Requirement: Write out every item below word for word, but leave the pictures out.

Records for processing:
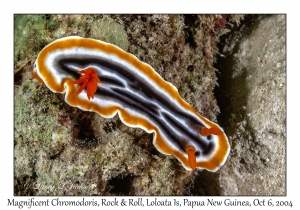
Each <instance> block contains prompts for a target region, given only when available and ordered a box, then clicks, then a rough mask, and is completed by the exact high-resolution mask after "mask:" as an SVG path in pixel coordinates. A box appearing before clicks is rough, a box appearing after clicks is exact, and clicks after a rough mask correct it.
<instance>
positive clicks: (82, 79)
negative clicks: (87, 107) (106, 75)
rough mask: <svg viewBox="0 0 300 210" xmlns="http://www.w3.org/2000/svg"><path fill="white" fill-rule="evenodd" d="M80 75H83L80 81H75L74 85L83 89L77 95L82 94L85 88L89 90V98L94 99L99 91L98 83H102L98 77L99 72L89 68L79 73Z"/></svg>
mask: <svg viewBox="0 0 300 210" xmlns="http://www.w3.org/2000/svg"><path fill="white" fill-rule="evenodd" d="M78 73H79V74H83V76H81V77H80V78H79V79H78V80H75V81H73V82H72V83H73V84H80V83H83V84H82V85H81V87H80V88H79V89H78V91H77V95H78V94H79V93H81V92H82V90H83V89H84V88H86V89H87V91H86V93H87V97H88V99H89V100H90V98H94V94H95V92H96V90H97V83H99V82H100V79H99V77H98V75H97V72H96V71H95V70H94V69H93V68H87V69H84V70H81V71H79V72H78Z"/></svg>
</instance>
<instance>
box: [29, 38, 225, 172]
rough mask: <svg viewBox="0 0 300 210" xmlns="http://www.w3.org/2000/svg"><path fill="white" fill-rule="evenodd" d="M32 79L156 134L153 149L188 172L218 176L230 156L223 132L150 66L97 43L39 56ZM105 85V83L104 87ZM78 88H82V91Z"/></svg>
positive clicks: (104, 44)
mask: <svg viewBox="0 0 300 210" xmlns="http://www.w3.org/2000/svg"><path fill="white" fill-rule="evenodd" d="M33 75H38V77H36V78H37V79H39V78H40V79H41V80H42V81H43V82H44V83H45V85H46V86H47V87H48V88H49V89H50V90H52V91H53V92H56V93H65V101H66V103H68V104H69V105H71V106H73V107H78V108H80V109H82V110H85V111H92V112H97V113H98V114H100V115H101V116H102V117H106V118H111V117H114V116H115V115H116V114H118V115H119V117H120V119H121V121H122V122H123V123H124V124H126V125H127V126H130V127H134V128H142V129H144V130H145V131H146V132H148V133H154V135H153V144H154V146H155V147H156V148H157V150H158V151H160V152H161V153H163V154H166V155H173V156H174V157H176V158H177V159H178V161H180V163H181V164H182V166H183V167H184V168H186V169H187V170H192V169H197V168H198V169H207V170H209V171H216V170H218V169H219V168H220V167H221V166H222V165H223V164H224V163H225V161H226V159H227V156H228V154H229V151H230V146H229V143H228V139H227V137H226V135H225V133H224V132H223V129H222V128H221V127H219V126H218V125H217V124H216V123H214V122H211V121H210V120H208V119H206V118H205V117H203V116H201V115H200V114H199V113H198V112H197V111H196V110H195V109H194V108H193V107H192V106H191V105H189V104H188V103H187V102H185V101H184V100H183V99H182V98H181V97H180V95H179V93H178V90H177V88H176V87H175V86H174V85H172V84H171V83H169V82H167V81H165V80H164V79H163V78H162V77H161V76H160V75H159V74H158V73H157V72H156V71H155V70H154V69H153V68H152V67H151V66H150V65H148V64H146V63H144V62H142V61H140V60H139V59H137V57H135V56H134V55H132V54H130V53H127V52H125V51H123V50H122V49H120V48H119V47H117V46H115V45H112V44H109V43H105V42H102V41H100V40H95V39H86V38H81V37H74V36H72V37H65V38H62V39H58V40H56V41H54V42H52V43H50V44H49V45H47V46H46V47H45V48H44V49H43V50H42V51H41V52H40V53H39V55H38V57H37V59H36V63H35V69H34V73H33ZM100 79H101V82H100ZM77 84H80V87H78V85H77Z"/></svg>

Response:
Each <instance> block contains prompts for a target region, given only when available and ordered a box, then clicks, then a rough mask, and is completed by the exact high-resolution mask after "mask:" as an SVG path in pixel coordinates. A box appearing before clicks is rough, a box appearing after clicks is exact, and clicks after a rough mask correct it.
<instance>
positive clicks: (82, 79)
negative clicks: (87, 107) (106, 75)
rough mask: <svg viewBox="0 0 300 210" xmlns="http://www.w3.org/2000/svg"><path fill="white" fill-rule="evenodd" d="M80 75H83L80 81H75L74 85L83 89L77 95L82 94L85 88L89 90V98L94 99L99 91L98 83H102L98 77L99 72L89 68L79 73Z"/></svg>
mask: <svg viewBox="0 0 300 210" xmlns="http://www.w3.org/2000/svg"><path fill="white" fill-rule="evenodd" d="M78 73H79V74H83V76H81V77H80V78H79V79H78V80H75V81H73V82H72V83H73V84H80V83H83V84H82V85H81V87H80V88H79V89H78V91H77V95H78V94H79V93H81V92H82V90H83V89H84V88H86V89H87V91H86V93H87V97H88V99H89V100H90V98H94V94H95V92H96V90H97V83H99V82H100V79H99V77H98V75H97V72H96V71H95V70H94V69H93V68H87V69H84V70H81V71H79V72H78Z"/></svg>
</instance>
<instance>
box: [29, 38, 225, 172]
rough mask: <svg viewBox="0 0 300 210" xmlns="http://www.w3.org/2000/svg"><path fill="white" fill-rule="evenodd" d="M32 79L156 134L153 149L188 172L218 176L230 156L223 132L150 66L97 43L39 56ZM105 85V83L104 87ZM78 88H82V91Z"/></svg>
positive clicks: (104, 44)
mask: <svg viewBox="0 0 300 210" xmlns="http://www.w3.org/2000/svg"><path fill="white" fill-rule="evenodd" d="M33 75H38V77H36V78H37V79H39V78H40V79H41V80H42V81H43V82H44V83H45V85H46V86H47V87H48V88H49V89H50V90H52V91H53V92H56V93H65V101H66V103H68V104H69V105H71V106H73V107H78V108H80V109H82V110H85V111H92V112H97V113H98V114H100V115H101V116H102V117H106V118H111V117H114V116H115V115H116V114H118V115H119V117H120V119H121V121H122V122H123V123H124V124H126V125H127V126H130V127H134V128H142V129H144V130H145V131H146V132H148V133H154V135H153V144H154V146H155V147H156V148H157V150H158V151H160V152H161V153H163V154H166V155H173V156H174V157H176V158H177V159H178V161H180V163H181V164H182V166H183V167H184V168H186V169H187V170H192V169H197V168H198V169H207V170H209V171H216V170H218V169H219V168H220V167H221V166H222V165H223V164H224V163H225V161H226V159H227V156H228V154H229V151H230V146H229V143H228V139H227V137H226V135H225V133H224V132H223V129H222V128H221V127H219V126H218V125H217V124H216V123H214V122H211V121H210V120H208V119H206V118H205V117H203V116H201V115H200V114H199V113H198V112H197V111H196V110H195V109H194V108H193V107H192V106H191V105H189V104H188V103H187V102H185V101H184V100H183V99H182V98H181V97H180V95H179V93H178V90H177V88H176V87H175V86H174V85H172V84H171V83H169V82H167V81H165V80H164V79H163V78H162V77H161V76H160V75H159V74H158V73H157V72H156V71H155V70H154V69H153V68H152V67H151V66H150V65H148V64H146V63H144V62H142V61H140V60H139V59H137V57H135V56H134V55H132V54H130V53H127V52H125V51H123V50H122V49H120V48H119V47H117V46H115V45H112V44H109V43H105V42H102V41H100V40H95V39H86V38H81V37H74V36H72V37H65V38H62V39H58V40H56V41H54V42H52V43H50V44H49V45H47V46H46V47H45V48H44V49H43V50H42V51H41V52H40V53H39V55H38V57H37V59H36V63H35V69H34V73H33ZM100 79H101V82H100ZM77 84H80V87H78V85H77Z"/></svg>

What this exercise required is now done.